▸ ФРАГМЕНТ ТЕКСТА
▬▬▬▬▬▬▬▬▬▬
Ты попробуй его оборви –
будут руки твои
в крови…
Финальный аккорд 1972 года
Для разнообразия впечатления и воспоминаний отметим шедевры кино, вышедшие на Западе. «Шепоты и крик» Бергмана, «Последнее танго в Париже» Бертолуччи, «Крестный отец» Копполы, «Кабаре» Боба Фосса. Жизнь – это кабаре? Скажем иначе: грандиозное историческое шоу с кровью и потом.
В журнале «Вопли» («Вопросы литературы») в августе шла дискуссия на тему «Современный герой, каков он?». Уж точно не диссидент и не правозащитник… Среди новых книг, вышедших в 72-м, знаковые: книга Мариэтты Шагинян «Семья Ульяновых» («Четыре урока у Ленина»), отмеченная Ленинской премией. Книга избранных стихов Николая Заболоцкого и «Взгляд» Андрея Вознесенского.
Приведем лишь четыре строки из стихотворения Заболоцкого «Одинокий дуб»:
Вглядись в него: он важен и спокоен
Среди своих безжизненных равнин.
Кто говорит, что в поле он не воин?
Он воин в поле, даже и один.
▬▬▬▬▬▬▬▬▬▬
Строки из набора данных с указанием точек

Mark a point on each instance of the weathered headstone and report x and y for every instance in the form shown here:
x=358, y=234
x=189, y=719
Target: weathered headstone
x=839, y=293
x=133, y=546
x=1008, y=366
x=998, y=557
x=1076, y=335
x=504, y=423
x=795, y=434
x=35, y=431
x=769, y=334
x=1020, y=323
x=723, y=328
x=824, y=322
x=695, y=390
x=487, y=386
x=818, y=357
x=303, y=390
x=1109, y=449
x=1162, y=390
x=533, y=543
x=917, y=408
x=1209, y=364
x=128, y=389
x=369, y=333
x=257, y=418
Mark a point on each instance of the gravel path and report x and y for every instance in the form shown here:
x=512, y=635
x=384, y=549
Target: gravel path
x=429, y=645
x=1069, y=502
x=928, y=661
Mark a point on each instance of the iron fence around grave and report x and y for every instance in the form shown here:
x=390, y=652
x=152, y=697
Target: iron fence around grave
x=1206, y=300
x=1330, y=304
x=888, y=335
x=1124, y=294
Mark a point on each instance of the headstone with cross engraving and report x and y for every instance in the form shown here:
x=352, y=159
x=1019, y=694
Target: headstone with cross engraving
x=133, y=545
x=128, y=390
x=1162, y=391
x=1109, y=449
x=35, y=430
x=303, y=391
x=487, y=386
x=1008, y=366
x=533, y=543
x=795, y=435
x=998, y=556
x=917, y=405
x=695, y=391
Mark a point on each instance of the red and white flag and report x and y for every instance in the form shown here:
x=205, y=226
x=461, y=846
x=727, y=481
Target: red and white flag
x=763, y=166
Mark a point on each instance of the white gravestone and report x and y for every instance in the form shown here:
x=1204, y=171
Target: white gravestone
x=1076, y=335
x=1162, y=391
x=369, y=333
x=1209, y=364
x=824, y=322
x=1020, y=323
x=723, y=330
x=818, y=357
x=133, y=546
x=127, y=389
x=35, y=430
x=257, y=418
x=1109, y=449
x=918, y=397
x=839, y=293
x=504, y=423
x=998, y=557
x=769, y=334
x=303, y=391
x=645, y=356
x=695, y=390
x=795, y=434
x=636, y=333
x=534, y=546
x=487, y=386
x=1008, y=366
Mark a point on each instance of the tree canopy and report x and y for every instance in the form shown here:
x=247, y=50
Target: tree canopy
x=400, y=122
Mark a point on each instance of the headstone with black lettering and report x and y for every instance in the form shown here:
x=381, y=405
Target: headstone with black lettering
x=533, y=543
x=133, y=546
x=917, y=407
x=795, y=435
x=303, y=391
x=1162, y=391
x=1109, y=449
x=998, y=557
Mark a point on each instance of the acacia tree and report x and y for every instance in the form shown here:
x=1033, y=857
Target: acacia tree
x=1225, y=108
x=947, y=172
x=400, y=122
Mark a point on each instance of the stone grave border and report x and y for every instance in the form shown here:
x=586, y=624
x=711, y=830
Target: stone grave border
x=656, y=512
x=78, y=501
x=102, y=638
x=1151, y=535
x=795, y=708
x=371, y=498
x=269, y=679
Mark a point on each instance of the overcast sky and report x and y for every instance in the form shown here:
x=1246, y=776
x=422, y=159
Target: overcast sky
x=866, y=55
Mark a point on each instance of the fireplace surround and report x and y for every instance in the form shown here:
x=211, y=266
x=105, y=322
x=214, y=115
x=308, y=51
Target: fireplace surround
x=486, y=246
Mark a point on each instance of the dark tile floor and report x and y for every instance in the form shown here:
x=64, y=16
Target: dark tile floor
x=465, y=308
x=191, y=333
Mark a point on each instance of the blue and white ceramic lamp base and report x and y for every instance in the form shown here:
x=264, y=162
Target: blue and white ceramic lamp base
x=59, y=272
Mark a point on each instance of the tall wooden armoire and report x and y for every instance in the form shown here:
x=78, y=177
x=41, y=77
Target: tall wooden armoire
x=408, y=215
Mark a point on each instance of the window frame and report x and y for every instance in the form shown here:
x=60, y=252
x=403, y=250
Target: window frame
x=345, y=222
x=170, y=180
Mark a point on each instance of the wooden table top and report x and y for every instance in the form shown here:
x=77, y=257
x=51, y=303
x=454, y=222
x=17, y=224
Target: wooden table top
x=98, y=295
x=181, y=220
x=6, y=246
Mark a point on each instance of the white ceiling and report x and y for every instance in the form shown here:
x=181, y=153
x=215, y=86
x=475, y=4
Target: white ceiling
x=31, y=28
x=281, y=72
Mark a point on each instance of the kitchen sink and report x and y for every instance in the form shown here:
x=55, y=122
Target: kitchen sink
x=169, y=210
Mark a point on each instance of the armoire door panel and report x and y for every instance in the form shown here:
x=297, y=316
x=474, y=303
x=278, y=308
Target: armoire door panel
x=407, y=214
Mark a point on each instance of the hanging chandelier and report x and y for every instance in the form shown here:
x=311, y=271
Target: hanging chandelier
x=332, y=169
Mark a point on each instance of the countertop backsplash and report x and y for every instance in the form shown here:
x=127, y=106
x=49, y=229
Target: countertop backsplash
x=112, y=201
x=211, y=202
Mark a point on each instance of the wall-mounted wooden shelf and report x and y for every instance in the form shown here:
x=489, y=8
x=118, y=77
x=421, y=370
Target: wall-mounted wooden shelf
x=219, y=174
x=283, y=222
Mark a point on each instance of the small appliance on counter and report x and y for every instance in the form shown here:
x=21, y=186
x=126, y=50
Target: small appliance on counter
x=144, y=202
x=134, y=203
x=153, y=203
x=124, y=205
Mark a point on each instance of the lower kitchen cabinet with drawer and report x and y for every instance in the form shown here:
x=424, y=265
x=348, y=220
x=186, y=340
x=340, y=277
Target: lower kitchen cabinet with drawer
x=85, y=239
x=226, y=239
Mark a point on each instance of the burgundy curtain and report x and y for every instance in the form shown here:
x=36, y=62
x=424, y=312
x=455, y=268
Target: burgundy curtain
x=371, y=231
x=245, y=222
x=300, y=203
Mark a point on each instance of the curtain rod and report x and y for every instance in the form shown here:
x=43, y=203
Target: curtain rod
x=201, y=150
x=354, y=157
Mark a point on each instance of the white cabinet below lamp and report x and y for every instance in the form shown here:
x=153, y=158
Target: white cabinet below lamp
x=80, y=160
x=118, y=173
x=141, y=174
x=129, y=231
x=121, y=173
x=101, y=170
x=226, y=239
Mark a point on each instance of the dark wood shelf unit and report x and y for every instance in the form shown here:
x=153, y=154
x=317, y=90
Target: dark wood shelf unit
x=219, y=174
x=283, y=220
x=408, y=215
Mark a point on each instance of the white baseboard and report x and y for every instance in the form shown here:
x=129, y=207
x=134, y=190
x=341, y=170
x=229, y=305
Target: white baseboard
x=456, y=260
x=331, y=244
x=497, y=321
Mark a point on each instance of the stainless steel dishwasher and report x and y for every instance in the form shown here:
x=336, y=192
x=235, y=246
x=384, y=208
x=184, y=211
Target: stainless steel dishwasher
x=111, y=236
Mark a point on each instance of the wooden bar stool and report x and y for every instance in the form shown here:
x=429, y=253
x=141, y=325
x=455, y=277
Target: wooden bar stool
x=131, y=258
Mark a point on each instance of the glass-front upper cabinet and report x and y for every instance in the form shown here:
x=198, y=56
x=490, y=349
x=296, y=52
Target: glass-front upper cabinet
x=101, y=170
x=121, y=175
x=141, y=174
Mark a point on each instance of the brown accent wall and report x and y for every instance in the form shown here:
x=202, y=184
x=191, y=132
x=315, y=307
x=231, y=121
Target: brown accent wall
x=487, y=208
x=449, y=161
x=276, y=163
▬▬▬▬▬▬▬▬▬▬
▸ ЗАДАНИЯ
1) Ответьте на вопросы по тексту о 1972 годе.
(a) Какой фильм Боба Фосса назван среди шедевров кино?
(b) В каком месяце в журнале «Вопросы литературы» шла дискуссия?
(c) Какой премией была отмечена книга Мариэтты Шагинян «Семья Ульяновых»?
2) Перепечатайте часть текста о 1972 годе: начните с места, где стоят слова «Ты попробуй его», и остановитесь после слов «он не воин?».

▸ ОТВЕТЫ ПО ЗАДАНИЯМ
1)
(a) «Кабаре».
(b) В августе.
(c) Ленинской премией.

2)
Ты попробуй его оборви –
будут руки твои
в крови…
Финальный аккорд 1972 года
Для разнообразия впечатления и воспоминаний отметим шедевры кино, вышедшие на Западе. «Шепоты и крик» Бергмана, «Последнее танго в Париже» Бертолуччи, «Крестный отец» Копполы, «Кабаре» Боба Фосса. Жизнь – это кабаре? Скажем иначе: грандиозное историческое шоу с кровью и потом.
В журнале «Вопли» («Вопросы литературы») в августе шла дискуссия на тему «Современный герой, каков он?». Уж точно не диссидент и не правозащитник… Среди новых книг, вышедших в 72-м, знаковые: книга Мариэтты Шагинян «Семья Ульяновых» («Четыре урока у Ленина»), отмеченная Ленинской премией. Книга избранных стихов Николая Заболоцкого и «Взгляд» Андрея Вознесенского.
Приведем лишь четыре строки из стихотворения Заболоцкого «Одинокий дуб»:
Вглядись в него: он важен и спокоен
Среди своих безжизненных равнин.
Кто говорит, что в поле он не воин?